▶ Given information:
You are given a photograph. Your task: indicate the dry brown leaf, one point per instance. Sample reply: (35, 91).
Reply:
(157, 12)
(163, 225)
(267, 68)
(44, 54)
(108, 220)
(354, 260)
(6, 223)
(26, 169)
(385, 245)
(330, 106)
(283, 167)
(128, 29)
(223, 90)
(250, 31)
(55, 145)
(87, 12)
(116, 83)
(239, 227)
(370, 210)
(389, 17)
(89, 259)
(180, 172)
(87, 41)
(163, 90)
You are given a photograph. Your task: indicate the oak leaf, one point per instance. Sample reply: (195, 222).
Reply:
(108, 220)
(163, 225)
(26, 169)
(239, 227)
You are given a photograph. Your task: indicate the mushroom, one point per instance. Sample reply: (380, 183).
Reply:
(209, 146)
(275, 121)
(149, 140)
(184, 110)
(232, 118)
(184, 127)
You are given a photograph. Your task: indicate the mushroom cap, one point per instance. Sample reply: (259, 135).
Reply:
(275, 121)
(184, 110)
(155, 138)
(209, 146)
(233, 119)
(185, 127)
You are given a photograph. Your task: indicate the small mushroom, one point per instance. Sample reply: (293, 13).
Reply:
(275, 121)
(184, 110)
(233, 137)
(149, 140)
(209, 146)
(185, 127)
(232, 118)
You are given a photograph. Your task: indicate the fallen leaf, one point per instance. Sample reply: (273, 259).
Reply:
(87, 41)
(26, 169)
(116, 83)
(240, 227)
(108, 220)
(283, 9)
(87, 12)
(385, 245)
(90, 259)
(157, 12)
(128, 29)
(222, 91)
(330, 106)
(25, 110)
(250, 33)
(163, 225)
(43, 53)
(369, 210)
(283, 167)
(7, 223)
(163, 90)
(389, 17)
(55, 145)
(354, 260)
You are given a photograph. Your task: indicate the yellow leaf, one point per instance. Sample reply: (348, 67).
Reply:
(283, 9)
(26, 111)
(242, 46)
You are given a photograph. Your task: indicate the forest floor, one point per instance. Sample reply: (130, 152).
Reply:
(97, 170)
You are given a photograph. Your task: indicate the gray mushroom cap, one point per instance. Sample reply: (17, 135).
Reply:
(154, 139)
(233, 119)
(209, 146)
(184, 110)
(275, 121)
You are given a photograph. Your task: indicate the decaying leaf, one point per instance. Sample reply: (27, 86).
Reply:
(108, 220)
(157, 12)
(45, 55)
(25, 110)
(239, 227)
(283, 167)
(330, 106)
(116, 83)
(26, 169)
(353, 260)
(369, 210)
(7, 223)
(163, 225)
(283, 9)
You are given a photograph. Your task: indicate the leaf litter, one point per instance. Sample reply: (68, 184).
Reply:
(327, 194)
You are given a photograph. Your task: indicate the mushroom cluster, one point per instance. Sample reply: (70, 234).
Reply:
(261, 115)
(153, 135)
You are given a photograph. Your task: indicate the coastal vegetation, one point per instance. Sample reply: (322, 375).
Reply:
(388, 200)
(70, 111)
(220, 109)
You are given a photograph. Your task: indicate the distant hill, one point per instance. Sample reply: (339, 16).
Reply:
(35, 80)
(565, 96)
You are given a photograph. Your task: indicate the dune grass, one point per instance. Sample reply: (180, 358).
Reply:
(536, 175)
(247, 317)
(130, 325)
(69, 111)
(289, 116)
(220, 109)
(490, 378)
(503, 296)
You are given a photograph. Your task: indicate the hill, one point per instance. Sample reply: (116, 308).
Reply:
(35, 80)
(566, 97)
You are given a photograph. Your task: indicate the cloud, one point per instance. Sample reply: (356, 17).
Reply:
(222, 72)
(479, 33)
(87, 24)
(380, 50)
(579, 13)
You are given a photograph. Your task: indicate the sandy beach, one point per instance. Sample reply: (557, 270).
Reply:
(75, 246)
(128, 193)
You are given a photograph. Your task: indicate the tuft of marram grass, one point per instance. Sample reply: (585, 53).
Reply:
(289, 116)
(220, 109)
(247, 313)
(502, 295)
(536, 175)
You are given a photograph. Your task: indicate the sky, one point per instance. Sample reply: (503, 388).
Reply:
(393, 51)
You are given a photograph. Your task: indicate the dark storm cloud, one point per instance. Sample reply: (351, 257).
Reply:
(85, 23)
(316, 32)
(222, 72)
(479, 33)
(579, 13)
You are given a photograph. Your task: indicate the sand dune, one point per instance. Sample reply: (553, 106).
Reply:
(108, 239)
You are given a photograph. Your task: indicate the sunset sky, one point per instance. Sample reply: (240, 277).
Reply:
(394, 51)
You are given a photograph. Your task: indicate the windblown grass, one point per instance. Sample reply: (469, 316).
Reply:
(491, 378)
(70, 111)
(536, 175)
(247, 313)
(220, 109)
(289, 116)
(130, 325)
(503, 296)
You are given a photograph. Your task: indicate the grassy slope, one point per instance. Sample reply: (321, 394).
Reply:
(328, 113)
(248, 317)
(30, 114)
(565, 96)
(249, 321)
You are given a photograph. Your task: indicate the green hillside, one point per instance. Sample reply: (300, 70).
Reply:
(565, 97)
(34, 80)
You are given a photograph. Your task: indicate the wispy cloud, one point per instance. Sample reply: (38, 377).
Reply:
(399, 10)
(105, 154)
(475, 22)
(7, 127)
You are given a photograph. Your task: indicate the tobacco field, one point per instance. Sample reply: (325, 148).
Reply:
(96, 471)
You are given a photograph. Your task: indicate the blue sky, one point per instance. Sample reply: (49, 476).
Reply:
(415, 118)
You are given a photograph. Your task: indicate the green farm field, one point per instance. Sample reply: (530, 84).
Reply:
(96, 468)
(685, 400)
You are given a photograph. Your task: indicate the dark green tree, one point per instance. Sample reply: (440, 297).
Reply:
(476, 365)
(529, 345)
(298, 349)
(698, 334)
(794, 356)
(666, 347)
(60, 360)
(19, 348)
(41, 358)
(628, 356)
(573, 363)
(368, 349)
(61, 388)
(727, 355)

▶ What to work on:
Each entry in the data should be restated exactly as it was written.

▶ Exercise output:
You are given a photograph. Your task: indicate the dry brown leaf, one point per instance. Sample reply: (35, 91).
Reply:
(157, 12)
(163, 225)
(267, 68)
(44, 54)
(108, 220)
(354, 260)
(6, 223)
(26, 169)
(385, 245)
(330, 106)
(283, 167)
(128, 29)
(223, 90)
(250, 31)
(55, 145)
(87, 12)
(116, 83)
(239, 227)
(370, 210)
(389, 17)
(89, 259)
(180, 172)
(87, 41)
(163, 90)
You are given a photograph. Your task: indicate the oak leaf, one point per instance. Sample reply: (195, 222).
Reply:
(108, 220)
(163, 225)
(26, 169)
(239, 227)
You are given a photograph. Your task: indicate the mushroom, one point per instance. Sample reply: (380, 183).
Reply:
(209, 146)
(275, 121)
(149, 140)
(184, 110)
(232, 118)
(184, 127)
You are given a photograph. Your task: indicate the mushroom cap, one point per instance. Sample reply: (259, 135).
Reply:
(275, 121)
(184, 110)
(155, 138)
(209, 146)
(233, 119)
(185, 127)
You are given a photograph. Your task: indicate the small mushroom, one point per instance. Sample reply: (293, 13).
Reply:
(275, 121)
(184, 110)
(233, 137)
(149, 140)
(209, 146)
(185, 127)
(232, 118)
You are given a photograph. Your task: indicate the fallen leaf, one point per instance. Sample reply: (273, 259).
Reply:
(87, 41)
(26, 169)
(116, 83)
(240, 227)
(108, 220)
(283, 9)
(87, 12)
(385, 245)
(90, 259)
(157, 12)
(128, 29)
(222, 91)
(330, 106)
(25, 110)
(250, 33)
(163, 225)
(43, 53)
(369, 210)
(283, 167)
(7, 223)
(163, 90)
(389, 17)
(55, 145)
(354, 260)
You are given a photograph. Your task: indicate the yellow leaf, one point per instance. Sample reply: (348, 67).
Reply:
(283, 9)
(26, 111)
(242, 46)
You are given a photograph. Your task: indicate the forest floor, one point per instance. Sample reply: (130, 152).
Reply:
(97, 170)
You are given a photograph. Your task: indicate the gray mushroom cap, one point per instance. Sample reply: (17, 135).
Reply:
(154, 139)
(233, 119)
(209, 146)
(184, 110)
(275, 121)
You are given a photograph. Your task: indicate the decaying leaf, one point per instance. Sample reply: (27, 86).
Reply:
(108, 220)
(157, 12)
(45, 55)
(25, 110)
(239, 227)
(283, 167)
(330, 106)
(116, 83)
(26, 169)
(353, 260)
(369, 210)
(7, 223)
(163, 225)
(283, 9)
You are given a photograph. Your task: indicate the leaf litter, one point per instance. Sample reply: (68, 184).
Reply:
(327, 194)
You are given a photograph. Your task: indicate the mushroom cluster, one point per instance. Sample reply: (70, 234).
Reply:
(261, 115)
(153, 135)
You are given a photograph. Your task: indicate the coastal vegetation, one point per instance. Sample reply: (322, 375).
Reply:
(388, 200)
(70, 111)
(220, 109)
You are given a photograph. Your task: indicate the distant hill, one point per instance. Sample reply: (339, 16).
Reply:
(35, 80)
(565, 96)
You are given a photograph. Your task: indicate the dune grass, one point per instance. Sample reply: (180, 358).
Reply:
(536, 175)
(247, 317)
(130, 325)
(69, 111)
(289, 116)
(220, 109)
(490, 378)
(503, 296)
You are given a photograph. Your task: indicate the hill, one point per instance. Sample reply: (116, 308).
Reply:
(35, 80)
(566, 97)
You are given a photograph. Your task: indicate the cloud, one point per instance. Sample reply: (356, 17).
Reply:
(222, 72)
(479, 33)
(87, 24)
(380, 50)
(579, 13)
You are given a photograph. Your task: indicate the sandy beach, one point per instance. Sample reply: (557, 270).
Reply:
(75, 246)
(128, 193)
You are given a photograph. Your task: indicate the tuft of marram grass, one point per instance. Sample reply: (585, 53).
Reply:
(289, 116)
(220, 109)
(247, 313)
(502, 295)
(536, 175)
You are given a photograph. Your task: indicate the sky, one point per instance. Sample reply: (503, 388).
Reply:
(393, 51)
You are given a photograph. Your task: indicate the dark storm cloud, one point per instance. Sample reply: (351, 257).
Reply:
(85, 23)
(316, 32)
(222, 72)
(479, 33)
(579, 13)
You are given a photograph. Your task: indicate the sand dune, one point per instance. Sample reply: (553, 106).
Reply:
(108, 239)
You are given a photograph. Your task: indicate the sunset sky, one point per instance. Sample reply: (240, 277).
Reply:
(394, 51)
You are given a photograph. Your task: indicate the windblown grass, one point per instance. Sample reply: (469, 316).
Reply:
(491, 378)
(70, 111)
(536, 175)
(247, 313)
(220, 109)
(289, 116)
(130, 325)
(503, 296)
You are given a photograph. Your task: indicate the grassy slope, one point per instance. Sample reply: (321, 394).
Reply:
(328, 113)
(248, 317)
(30, 114)
(565, 96)
(249, 321)
You are given a photograph. Your task: indicate the green hillside, one point per instance. Sample reply: (300, 70).
Reply:
(565, 97)
(34, 80)
You are given a photograph. Your task: indicate the wispy cloud, one point per instance. Sample reply: (38, 377).
Reply:
(399, 10)
(105, 154)
(475, 22)
(7, 127)
You are given a photograph. Your task: indicate the tobacco field, one point per instance. Sample reply: (325, 148).
Reply:
(96, 471)
You are given a photograph. Your task: indicate the blue sky, one point per instance. Sample reply: (49, 476).
Reply:
(415, 118)
You are given a photograph. Your task: indicate the green farm field, one point per instance. Sample reply: (530, 84).
Reply:
(96, 468)
(685, 400)
You are given a photograph. Your task: indicate the dark green tree, one point per instance. Sample reply: (440, 297).
Reply:
(476, 365)
(529, 345)
(298, 349)
(698, 334)
(794, 356)
(666, 347)
(60, 360)
(19, 348)
(41, 358)
(628, 356)
(573, 363)
(368, 349)
(61, 388)
(727, 355)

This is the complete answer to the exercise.